Input data:
Start
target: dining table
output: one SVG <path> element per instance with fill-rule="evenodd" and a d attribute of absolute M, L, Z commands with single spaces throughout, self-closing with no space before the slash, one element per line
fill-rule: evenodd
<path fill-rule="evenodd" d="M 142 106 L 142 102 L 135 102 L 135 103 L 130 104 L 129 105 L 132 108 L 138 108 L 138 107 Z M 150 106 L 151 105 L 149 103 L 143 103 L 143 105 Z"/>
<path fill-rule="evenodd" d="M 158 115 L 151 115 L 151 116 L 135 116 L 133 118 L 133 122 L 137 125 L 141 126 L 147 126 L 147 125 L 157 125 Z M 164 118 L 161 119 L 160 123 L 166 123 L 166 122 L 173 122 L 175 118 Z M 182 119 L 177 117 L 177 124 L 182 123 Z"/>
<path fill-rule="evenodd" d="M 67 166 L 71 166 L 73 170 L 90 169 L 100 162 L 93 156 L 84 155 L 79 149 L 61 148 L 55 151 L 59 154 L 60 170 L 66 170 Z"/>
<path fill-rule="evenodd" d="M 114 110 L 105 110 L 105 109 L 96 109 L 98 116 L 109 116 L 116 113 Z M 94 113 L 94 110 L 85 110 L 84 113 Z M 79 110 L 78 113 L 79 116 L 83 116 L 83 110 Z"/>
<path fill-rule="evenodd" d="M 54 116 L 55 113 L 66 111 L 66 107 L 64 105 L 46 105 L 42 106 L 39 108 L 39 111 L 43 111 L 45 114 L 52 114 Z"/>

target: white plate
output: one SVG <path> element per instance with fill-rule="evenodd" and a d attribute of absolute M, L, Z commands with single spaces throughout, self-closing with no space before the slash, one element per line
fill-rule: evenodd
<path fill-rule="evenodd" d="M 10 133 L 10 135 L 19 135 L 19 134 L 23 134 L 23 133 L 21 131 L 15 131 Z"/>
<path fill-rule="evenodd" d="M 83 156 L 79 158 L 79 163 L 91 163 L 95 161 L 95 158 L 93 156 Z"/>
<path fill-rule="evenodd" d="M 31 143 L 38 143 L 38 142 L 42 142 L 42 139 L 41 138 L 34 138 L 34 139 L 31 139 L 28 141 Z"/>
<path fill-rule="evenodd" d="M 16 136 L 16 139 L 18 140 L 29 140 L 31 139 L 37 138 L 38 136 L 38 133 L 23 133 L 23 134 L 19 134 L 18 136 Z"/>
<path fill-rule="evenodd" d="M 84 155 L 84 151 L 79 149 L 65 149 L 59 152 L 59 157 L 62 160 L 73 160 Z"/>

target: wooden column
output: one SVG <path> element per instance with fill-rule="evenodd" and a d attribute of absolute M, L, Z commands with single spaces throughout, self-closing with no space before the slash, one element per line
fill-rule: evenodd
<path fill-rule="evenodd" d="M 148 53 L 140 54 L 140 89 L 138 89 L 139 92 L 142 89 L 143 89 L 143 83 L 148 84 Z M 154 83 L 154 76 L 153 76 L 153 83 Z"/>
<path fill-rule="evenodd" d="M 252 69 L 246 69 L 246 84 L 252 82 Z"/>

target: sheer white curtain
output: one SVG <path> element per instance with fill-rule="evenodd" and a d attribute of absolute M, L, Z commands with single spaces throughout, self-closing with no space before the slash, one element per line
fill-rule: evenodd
End
Instructions for the task:
Reproduce every line in the records above, from the one containing "target: white plate" down to the one containing "84 155 L 84", including both of those lines.

Problem solution:
target: white plate
output: one SVG <path> element per instance with fill-rule="evenodd" and a d attribute of absolute M, L, Z commands with single spaces throughout, self-closing with no space before the slash, one element per line
fill-rule: evenodd
<path fill-rule="evenodd" d="M 10 133 L 10 135 L 19 135 L 19 134 L 23 134 L 23 133 L 21 131 L 15 131 Z"/>
<path fill-rule="evenodd" d="M 83 156 L 79 158 L 79 163 L 91 163 L 95 161 L 95 158 L 93 156 Z"/>
<path fill-rule="evenodd" d="M 31 143 L 38 143 L 38 142 L 42 142 L 42 139 L 41 138 L 34 138 L 34 139 L 31 139 L 28 141 Z"/>
<path fill-rule="evenodd" d="M 16 136 L 16 139 L 18 140 L 29 140 L 31 139 L 37 138 L 38 136 L 38 133 L 23 133 L 23 134 L 19 134 L 18 136 Z"/>
<path fill-rule="evenodd" d="M 84 155 L 84 151 L 79 149 L 65 149 L 59 152 L 59 157 L 62 160 L 73 160 Z"/>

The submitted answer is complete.